▶ **Objective**
Copy the data below line for line without changing anything, and leave out the pictures.

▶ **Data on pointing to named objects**
— START —

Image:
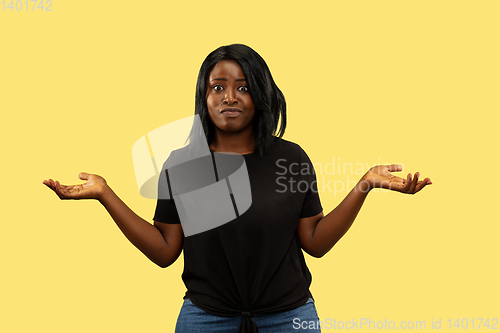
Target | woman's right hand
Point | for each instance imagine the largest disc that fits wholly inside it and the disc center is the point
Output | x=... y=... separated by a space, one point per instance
x=93 y=188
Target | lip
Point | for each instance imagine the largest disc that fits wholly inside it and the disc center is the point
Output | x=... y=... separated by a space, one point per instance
x=231 y=112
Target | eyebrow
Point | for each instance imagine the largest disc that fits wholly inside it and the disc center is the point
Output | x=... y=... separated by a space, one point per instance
x=222 y=79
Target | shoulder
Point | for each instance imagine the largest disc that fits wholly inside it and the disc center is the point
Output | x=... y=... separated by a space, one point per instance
x=283 y=146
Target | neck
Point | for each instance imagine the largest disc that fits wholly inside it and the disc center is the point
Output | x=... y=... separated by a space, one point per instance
x=239 y=143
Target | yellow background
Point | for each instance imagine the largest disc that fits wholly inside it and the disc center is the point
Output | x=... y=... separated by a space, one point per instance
x=411 y=82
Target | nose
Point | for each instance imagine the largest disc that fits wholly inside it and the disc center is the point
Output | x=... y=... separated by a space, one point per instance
x=230 y=97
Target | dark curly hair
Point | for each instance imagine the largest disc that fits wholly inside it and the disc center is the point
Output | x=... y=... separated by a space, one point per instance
x=266 y=96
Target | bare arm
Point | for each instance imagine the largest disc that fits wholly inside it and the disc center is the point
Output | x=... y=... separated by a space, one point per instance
x=318 y=234
x=161 y=242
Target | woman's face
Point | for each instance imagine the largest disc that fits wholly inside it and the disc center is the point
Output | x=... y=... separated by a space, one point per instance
x=229 y=104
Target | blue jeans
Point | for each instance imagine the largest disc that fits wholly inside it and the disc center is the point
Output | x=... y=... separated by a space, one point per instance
x=194 y=320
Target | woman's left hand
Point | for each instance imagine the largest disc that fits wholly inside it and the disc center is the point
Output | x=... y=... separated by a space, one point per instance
x=380 y=177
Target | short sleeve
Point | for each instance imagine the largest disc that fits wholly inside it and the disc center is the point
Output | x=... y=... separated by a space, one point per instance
x=166 y=211
x=311 y=205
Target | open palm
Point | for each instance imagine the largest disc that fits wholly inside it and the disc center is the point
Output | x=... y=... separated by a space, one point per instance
x=91 y=189
x=380 y=176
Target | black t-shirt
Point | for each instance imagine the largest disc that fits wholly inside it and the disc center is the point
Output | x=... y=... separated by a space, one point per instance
x=254 y=263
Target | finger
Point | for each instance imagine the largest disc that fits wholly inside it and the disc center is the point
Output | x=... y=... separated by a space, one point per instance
x=407 y=184
x=394 y=167
x=421 y=185
x=413 y=185
x=84 y=175
x=397 y=183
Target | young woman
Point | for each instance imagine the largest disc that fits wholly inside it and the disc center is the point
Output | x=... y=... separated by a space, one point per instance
x=249 y=274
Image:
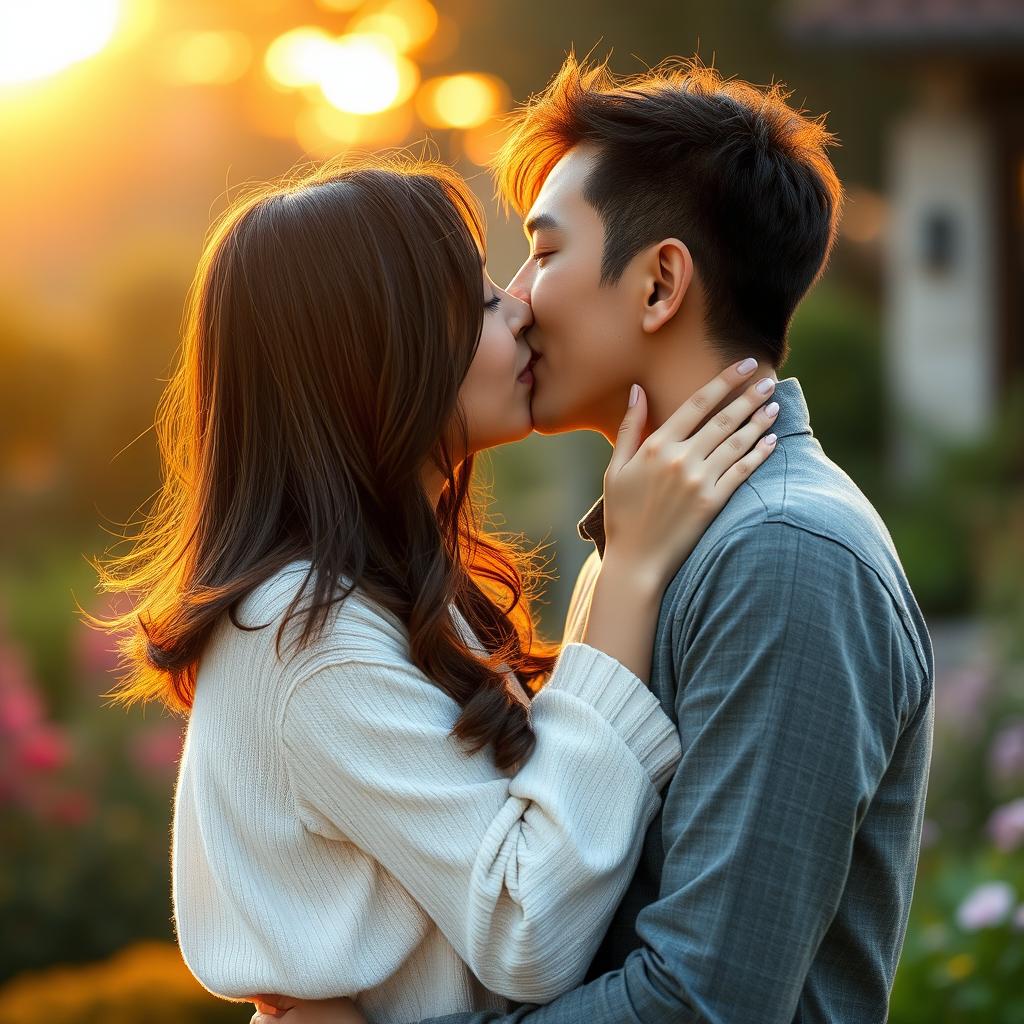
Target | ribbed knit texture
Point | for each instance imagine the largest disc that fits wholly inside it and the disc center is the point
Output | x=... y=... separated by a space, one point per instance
x=331 y=838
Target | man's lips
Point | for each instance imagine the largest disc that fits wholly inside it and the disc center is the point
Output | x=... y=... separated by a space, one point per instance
x=527 y=371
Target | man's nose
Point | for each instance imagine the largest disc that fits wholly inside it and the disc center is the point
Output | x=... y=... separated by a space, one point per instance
x=521 y=285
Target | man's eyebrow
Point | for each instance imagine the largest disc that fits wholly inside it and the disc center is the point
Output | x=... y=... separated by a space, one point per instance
x=540 y=222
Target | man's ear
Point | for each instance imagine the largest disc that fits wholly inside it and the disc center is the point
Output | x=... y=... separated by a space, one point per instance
x=669 y=274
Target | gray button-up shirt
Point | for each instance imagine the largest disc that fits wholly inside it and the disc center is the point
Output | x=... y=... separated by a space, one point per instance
x=774 y=886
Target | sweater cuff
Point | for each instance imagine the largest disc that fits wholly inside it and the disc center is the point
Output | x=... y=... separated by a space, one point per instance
x=625 y=702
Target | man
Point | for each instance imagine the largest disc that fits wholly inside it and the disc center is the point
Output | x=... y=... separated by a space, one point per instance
x=675 y=221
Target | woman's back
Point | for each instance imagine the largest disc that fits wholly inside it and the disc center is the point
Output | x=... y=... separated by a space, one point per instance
x=262 y=903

— END —

▶ **Final answer**
Image:
Target | woman's right hand
Point | for each instance imagine the largest disc that fits wholly inside it and the disc center is the point
Output | x=... y=... separated by a space, one point per instance
x=93 y=188
Target | lip
Point | for each instance imagine the largest disc that fits wholly inside it and the disc center is the point
Output | x=... y=... separated by a space, one point per instance
x=231 y=112
Target | eyebrow
Point | for each instance imagine the largest disc that fits wholly inside it and the disc center is the point
Output | x=... y=... separated by a space, one point per instance
x=222 y=79
Target | shoulder
Point | for each instance imagine the largest disc that fits wholly inside it and the disc center is the point
Output | x=... y=... separated by a space, one point per instance
x=283 y=146
Target | neck
Point | for each instance imagine the largest disc that fits wholly inside it and the disc center is the point
Output | x=... y=... separated by a space, one point per instance
x=239 y=143
Target | yellow background
Point | for each instance imagine the largest disc that fits wholly inside it and the disc center is the point
Output | x=... y=... separated by a space, one point per instance
x=411 y=82
Target | nose
Point | for each instance imagine the largest disc that fits wholly inside it and the disc center is the point
Output | x=... y=... separated by a space, one point per instance
x=230 y=97
Target | dark curly hair
Point | for each instance imagine the largest disc that fits wholly inside it and the disc center is the point
Output | x=... y=... separated by a space, one point per instance
x=266 y=96
Target | bare arm
Point | for each instance imagine the largest disc that fits wholly inside it and the disc center is the point
Output | x=... y=... separated by a space, one point per instance
x=318 y=234
x=161 y=242
Target | woman's face
Point | for each instance imagine the largest disc that fits wholly inside it and the disc center is the point
Output | x=... y=... separated by a space, one point per instance
x=229 y=104
Target | blue jeans
Point | for each instance imagine the largest disc that fits wholly inside it and the disc center is the point
Output | x=... y=... separated by a space, one point per instance
x=194 y=320
Target | woman's left hand
Point | for each instance imagine the largest disc that fits wholly inside it and the disc center is the point
Output | x=... y=... separated by a space, one point per instance
x=380 y=177
Target | short sleeve
Point | for each instance imagine the largest disc that fits wholly inside it and the disc center is the point
Output | x=... y=... separated by a space, one point per instance
x=166 y=211
x=311 y=205
Target | open palm
Point | for each instance imagine the largest disc that fits wholly inside it and the disc center is the point
Output | x=... y=... separated by a space, one point per instance
x=91 y=189
x=380 y=176
Target | black t-shirt
Point | for each instance imagine the largest disc that fits wholly inside it and the disc center is the point
Output | x=... y=... separated by a space, one point per instance
x=254 y=263
Target | finger
Point | for each instance imagine the largest disc that fits wholly inside it and the disc center is the point
Output | x=... y=... separated by a space, one point per instance
x=407 y=184
x=394 y=167
x=421 y=185
x=413 y=185
x=84 y=175
x=397 y=183
Target | young woman
Point | for each instance imagine the largest disc that fits wholly inside it and the disc center is the point
Output | x=... y=... separated by a space, one point per instance
x=249 y=274
Image:
Target | ribbed knit texture
Point | for each instance imagine the largest disc that fits wholly inside it and the disc center is the point
Output | x=... y=... separated by a space, one point per instance
x=331 y=838
Target | man's lips
Point | for each instance imagine the largest disc that fits wholly inside it and the disc center is the point
Output | x=... y=... separated by a space, one point per instance
x=527 y=371
Target | man's nose
Point | for each instance imagine the largest disc that fits wholly inside it and the disc center is the point
Output | x=... y=... separated by a space, one point per instance
x=521 y=285
Target | man's eyebrow
Point | for each instance imagine the largest disc that fits wholly inside it and the disc center is the point
Output | x=... y=... separated by a space, one point per instance
x=540 y=222
Target | man's ear
Point | for each instance imagine the largest disc that fits wholly inside it and the disc center is the point
Output | x=... y=... separated by a space, one point per instance
x=669 y=274
Target | gray button-up shirt
Point | for each instance imagine the largest disc that fits wholly inside it and the disc center is the point
Output | x=... y=... separated by a space, one point per instance
x=774 y=886
Target | sweater cuff
Point | for each instance imagine the largest disc that fits wholly inside it and the disc center is the point
Output | x=... y=... separated by a space, one point per instance
x=625 y=702
Target | man
Point | for each instance imagine the largest disc that fits wholly inside it and the disc center is the point
Output | x=... y=... separated by a space, one point per instance
x=675 y=221
Target | woman's back
Point | for each instance imagine the largest disc that fits wholly inside it and the disc center is the point
Output | x=... y=... separated by a space, one point per instance
x=262 y=903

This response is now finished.